* [SET EXERCISE]: Reproduce every one of the items below word for word, leaving the pictures out.

* [ENTRIES SHOWN]:
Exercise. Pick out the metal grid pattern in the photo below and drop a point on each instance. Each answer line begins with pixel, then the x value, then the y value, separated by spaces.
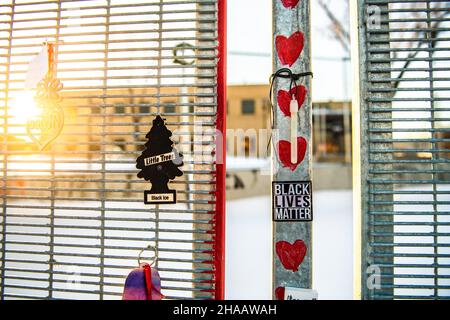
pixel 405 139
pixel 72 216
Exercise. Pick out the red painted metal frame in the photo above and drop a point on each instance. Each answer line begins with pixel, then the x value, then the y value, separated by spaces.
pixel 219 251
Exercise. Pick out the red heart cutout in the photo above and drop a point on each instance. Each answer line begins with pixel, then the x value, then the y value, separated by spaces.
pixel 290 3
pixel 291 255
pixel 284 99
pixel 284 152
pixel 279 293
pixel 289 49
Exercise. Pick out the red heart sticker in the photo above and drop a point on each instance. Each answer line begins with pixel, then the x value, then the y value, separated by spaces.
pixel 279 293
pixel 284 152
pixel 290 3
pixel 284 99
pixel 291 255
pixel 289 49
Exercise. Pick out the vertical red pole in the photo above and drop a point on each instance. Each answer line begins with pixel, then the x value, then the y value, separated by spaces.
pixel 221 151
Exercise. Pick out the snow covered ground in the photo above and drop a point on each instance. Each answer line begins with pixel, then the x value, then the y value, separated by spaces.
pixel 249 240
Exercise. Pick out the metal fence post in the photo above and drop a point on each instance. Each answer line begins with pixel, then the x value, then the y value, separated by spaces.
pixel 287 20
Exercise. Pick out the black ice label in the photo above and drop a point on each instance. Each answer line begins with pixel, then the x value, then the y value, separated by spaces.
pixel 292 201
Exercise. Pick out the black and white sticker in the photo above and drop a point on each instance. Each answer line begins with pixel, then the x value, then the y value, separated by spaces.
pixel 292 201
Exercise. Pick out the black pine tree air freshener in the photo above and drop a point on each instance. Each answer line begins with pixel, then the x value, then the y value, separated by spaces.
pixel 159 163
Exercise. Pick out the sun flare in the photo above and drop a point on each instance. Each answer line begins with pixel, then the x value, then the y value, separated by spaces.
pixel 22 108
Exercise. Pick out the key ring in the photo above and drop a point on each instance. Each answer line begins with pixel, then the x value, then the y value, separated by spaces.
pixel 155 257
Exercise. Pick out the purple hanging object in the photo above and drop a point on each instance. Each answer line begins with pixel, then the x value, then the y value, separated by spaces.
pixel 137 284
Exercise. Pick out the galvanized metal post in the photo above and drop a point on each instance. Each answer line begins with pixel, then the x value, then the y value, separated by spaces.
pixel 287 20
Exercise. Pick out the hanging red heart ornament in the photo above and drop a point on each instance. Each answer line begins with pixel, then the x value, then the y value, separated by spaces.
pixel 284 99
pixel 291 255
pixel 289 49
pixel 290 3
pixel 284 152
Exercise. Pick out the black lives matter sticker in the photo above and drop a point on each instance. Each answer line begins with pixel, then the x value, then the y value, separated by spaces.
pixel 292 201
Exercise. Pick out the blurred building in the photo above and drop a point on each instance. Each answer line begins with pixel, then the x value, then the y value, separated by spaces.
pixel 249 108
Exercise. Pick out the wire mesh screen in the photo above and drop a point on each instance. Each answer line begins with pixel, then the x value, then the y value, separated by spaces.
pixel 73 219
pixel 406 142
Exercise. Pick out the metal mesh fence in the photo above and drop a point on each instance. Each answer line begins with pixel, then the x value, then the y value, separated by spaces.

* [ANSWER BELOW]:
Exercise. Pick out the metal grid pattern in the photo below and drop a point on each instance. Each answer line begins with pixel, then the x value, then the y value, separated by spaces.
pixel 405 139
pixel 72 216
Exercise. Pick out the red painted metal frame in the photo above and drop a point on each instance. Each answer line begins with pixel, then the x value, then the y value, separated by spaces.
pixel 219 251
Exercise. Pick out the red heart cutout in the photo above and drop a point on each instance. Each answer line begins with pixel, then the x value, then the y value, separated by spaces.
pixel 290 3
pixel 291 255
pixel 284 99
pixel 284 152
pixel 279 293
pixel 289 49
Exercise. Pick out the red heart sticker in the photo above and drop a point on each instance. Each answer line begins with pixel, then the x value, then the y value, separated by spaces.
pixel 279 293
pixel 284 152
pixel 290 3
pixel 284 99
pixel 291 255
pixel 289 49
Exercise. Pick out the vertical red pole in the photo above and drop a point on each instance. Each answer line begins with pixel, then the x value, then the y value, separated by spaces.
pixel 221 151
Exercise. Pick out the snow covered ground in the photo above and drop a point on each instance. Each answer line begins with pixel, then the x value, then the y value, separated by spaces.
pixel 249 240
Exercise. Pick out the metal fence post in the photo above and drop a point on each instance. Each answer line begins with pixel, then the x value, then the y value, separated by spaces.
pixel 287 20
Exercise. Pick out the black ice label in the photo above and drop a point on each instance. Each answer line begins with pixel, then the x value, then the y value, separated by spaces.
pixel 292 201
Exercise. Pick out the black and white sticker in the photo above and drop a point on each instance. Each answer line begins with pixel, then the x value, then the y value, separated by spaces.
pixel 292 201
Exercise. Pick out the black pine tree air freshener in the photo above and drop a point on each instance. Each answer line begins with pixel, then the x value, then the y value, separated by spaces.
pixel 159 163
Exercise. Pick out the sun flare in the photo above and drop a point on each instance. Each answer line begins with pixel, then the x value, then the y value, separated by spaces.
pixel 22 108
Exercise. Pick out the key ring in the photo above and drop a point on each instance. Each answer line begins with pixel, then the x value, then the y value, separated by spaces.
pixel 155 257
Exercise. Pick out the purple hanging object in the photo above and drop a point on each instance. Each answer line begins with pixel, then the x value, then the y value, separated by spaces.
pixel 137 284
Exercise. Pick out the galvanized metal post in the photo above and drop a point on each instance. Each answer line begins with pixel, then the x value, then the y value, separated by spaces.
pixel 287 20
Exercise. Pick out the hanging red heart ornament in the photo above and drop a point on each instance. Each answer line begins with pixel, then the x value, then the y value, separated by spaces.
pixel 284 99
pixel 291 255
pixel 289 49
pixel 290 3
pixel 284 152
Exercise. Pick out the black lives matter sticker in the photo above and drop a point on each instance. Each answer line begins with pixel, then the x value, then the y value, separated by spaces.
pixel 292 201
Exercise. Pick out the blurred building in the photo above and drop a point on each instance. Each answer line begins with pixel, then the x value, then the y value, separated by spaces.
pixel 249 108
Exercise. Pick out the wire mesh screen in the photo above and drop a point on each instance. Each answer line begins with pixel, then the x value, then the y value, separated by spaces.
pixel 73 219
pixel 406 142
Exercise. Pick out the metal mesh fence in the photo above and drop a point on each instance. Each answer line begins with pixel, then the x value, then the y value, separated by spaces.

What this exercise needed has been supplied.